Written instruction 1 => Rewrite the part of the Top Gear feature starting with "This feature was" and going on through "less than 120g/km.", with "hatchbacks" replaced by "coupes".

Source excerpt =>

_____

This feature was first published in June's Top Gear mag
The basics, then, in most automotive cases, would probably be a car that looks good, gently encourages the long way home via the wriggly roads, and manages a decent stab at practicality. Oh, and is cheap to insure, tax and run because it emits less than, say, 120g/km of CO2. Which sounds like a wishlist on the far side of sensible.
Up to now, at least.
Mini has just released the Cooper SD, VW the Scirocco Bluemotion TDI and Citroen the DS3 1.6 HDi DSport. All are quick-ish three-door hatchbacks with entertaining handling personalities, all look suitably stylish, all are diesels that claim more than 60mpg on a manufacturer combined cycle and emit less than 120g/km.
Sixty miles to the gallon.
Which makes TopGear instantly raise an eyebrow in cynical suspicion. Bitter experience suggeststhat if you take advantage of a car's entertaining handling, you'll be less entertained by the disparity between quoted mpg figures and the sort of numbers you'll be able to engage with back at the pumps. And anyway, covering so many bases means spreading one's talent thinly, Jack of All Trades traditionally turning out to be a cowboy builder with a creative advertising department. All those who have been lying about their economy figures should raise their hands now...

_____

Recorded information =>
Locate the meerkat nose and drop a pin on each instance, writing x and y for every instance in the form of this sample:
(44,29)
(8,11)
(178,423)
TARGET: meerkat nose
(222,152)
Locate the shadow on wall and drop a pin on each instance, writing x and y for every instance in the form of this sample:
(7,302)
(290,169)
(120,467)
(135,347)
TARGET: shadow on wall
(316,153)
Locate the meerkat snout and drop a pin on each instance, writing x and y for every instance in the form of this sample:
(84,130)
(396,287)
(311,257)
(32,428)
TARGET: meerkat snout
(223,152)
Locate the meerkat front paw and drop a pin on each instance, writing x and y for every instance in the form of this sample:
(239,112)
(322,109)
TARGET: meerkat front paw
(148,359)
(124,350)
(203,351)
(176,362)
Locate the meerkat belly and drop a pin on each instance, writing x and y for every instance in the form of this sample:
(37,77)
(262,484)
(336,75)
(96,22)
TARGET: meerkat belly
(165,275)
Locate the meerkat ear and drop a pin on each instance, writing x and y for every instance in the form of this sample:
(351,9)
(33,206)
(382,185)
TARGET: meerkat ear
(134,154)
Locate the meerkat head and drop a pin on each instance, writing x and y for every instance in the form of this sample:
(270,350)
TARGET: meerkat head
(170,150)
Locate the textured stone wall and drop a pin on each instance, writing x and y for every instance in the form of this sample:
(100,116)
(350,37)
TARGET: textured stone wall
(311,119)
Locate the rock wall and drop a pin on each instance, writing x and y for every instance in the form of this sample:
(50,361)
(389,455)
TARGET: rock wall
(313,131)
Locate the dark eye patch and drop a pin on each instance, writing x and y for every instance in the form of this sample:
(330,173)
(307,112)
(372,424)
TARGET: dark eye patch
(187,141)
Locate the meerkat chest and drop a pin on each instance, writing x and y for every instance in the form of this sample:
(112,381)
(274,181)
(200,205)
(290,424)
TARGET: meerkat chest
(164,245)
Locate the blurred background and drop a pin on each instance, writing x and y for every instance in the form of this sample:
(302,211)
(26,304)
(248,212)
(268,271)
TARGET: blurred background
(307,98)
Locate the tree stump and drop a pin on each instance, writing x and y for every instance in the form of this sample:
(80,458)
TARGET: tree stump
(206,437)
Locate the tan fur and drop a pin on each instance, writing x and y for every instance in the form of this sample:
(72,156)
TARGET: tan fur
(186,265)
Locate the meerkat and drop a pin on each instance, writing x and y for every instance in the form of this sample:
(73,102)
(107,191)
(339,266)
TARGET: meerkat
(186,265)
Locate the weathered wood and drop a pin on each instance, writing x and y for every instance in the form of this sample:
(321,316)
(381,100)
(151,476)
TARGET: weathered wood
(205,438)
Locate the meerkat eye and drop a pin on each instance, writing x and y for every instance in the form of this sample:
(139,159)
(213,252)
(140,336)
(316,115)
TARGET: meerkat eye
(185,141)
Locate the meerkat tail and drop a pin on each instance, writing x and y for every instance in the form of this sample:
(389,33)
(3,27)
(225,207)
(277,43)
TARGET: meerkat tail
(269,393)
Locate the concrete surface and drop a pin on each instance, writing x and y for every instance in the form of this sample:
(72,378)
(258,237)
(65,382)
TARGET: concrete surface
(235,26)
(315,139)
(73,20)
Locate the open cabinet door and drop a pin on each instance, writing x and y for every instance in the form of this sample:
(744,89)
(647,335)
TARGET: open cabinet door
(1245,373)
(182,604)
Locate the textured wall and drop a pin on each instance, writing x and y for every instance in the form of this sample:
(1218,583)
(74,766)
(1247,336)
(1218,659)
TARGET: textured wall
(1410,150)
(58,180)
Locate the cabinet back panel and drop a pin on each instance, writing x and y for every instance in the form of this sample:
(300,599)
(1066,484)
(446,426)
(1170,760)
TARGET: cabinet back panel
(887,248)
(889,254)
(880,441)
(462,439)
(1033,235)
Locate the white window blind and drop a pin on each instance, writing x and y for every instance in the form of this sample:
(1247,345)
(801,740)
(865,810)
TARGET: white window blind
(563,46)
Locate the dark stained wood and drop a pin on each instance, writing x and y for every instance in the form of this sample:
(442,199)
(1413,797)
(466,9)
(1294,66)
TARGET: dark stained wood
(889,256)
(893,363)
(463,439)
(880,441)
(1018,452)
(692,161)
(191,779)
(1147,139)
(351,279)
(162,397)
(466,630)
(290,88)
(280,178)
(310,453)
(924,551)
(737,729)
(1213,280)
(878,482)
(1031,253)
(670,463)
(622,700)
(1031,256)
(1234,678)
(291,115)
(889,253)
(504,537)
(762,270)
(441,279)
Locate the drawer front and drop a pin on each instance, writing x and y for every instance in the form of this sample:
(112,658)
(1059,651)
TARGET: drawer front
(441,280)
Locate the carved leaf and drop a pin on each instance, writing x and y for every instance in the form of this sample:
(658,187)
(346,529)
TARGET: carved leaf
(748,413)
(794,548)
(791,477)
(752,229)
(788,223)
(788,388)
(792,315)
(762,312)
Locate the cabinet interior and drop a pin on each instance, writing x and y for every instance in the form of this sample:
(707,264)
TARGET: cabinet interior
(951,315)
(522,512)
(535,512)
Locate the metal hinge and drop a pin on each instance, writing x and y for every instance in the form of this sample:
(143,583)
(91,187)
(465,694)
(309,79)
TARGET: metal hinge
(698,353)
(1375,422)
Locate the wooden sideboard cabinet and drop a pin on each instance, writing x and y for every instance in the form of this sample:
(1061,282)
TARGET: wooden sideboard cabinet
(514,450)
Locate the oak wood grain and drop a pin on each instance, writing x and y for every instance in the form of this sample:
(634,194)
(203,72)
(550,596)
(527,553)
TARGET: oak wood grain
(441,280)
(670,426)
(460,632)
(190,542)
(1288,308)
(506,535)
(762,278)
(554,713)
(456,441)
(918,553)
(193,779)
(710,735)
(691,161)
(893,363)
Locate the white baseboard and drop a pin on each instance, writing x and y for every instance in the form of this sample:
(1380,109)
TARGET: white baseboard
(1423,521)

_____

Written instruction 2 => Pull out every line of the records that contains the string "drawer".

Exercise response 1 =>
This feature was first published in June's Top Gear mag
The basics, then, in most automotive cases, would probably be a car that looks good, gently encourages the long way home via the wriggly roads, and manages a decent stab at practicality. Oh, and is cheap to insure, tax and run because it emits less than, say, 120g/km of CO2. Which sounds like a wishlist on the far side of sensible.
Up to now, at least.
Mini has just released the Cooper SD, VW the Scirocco Bluemotion TDI and Citroen the DS3 1.6 HDi DSport. All are quick-ish three-door coupes with entertaining handling personalities, all look suitably stylish, all are diesels that claim more than 60mpg on a manufacturer combined cycle and emit less than 120g/km.

Exercise response 2 =>
Locate the drawer front and drop a pin on each instance, writing x and y for every instance in the form of this sample:
TARGET: drawer front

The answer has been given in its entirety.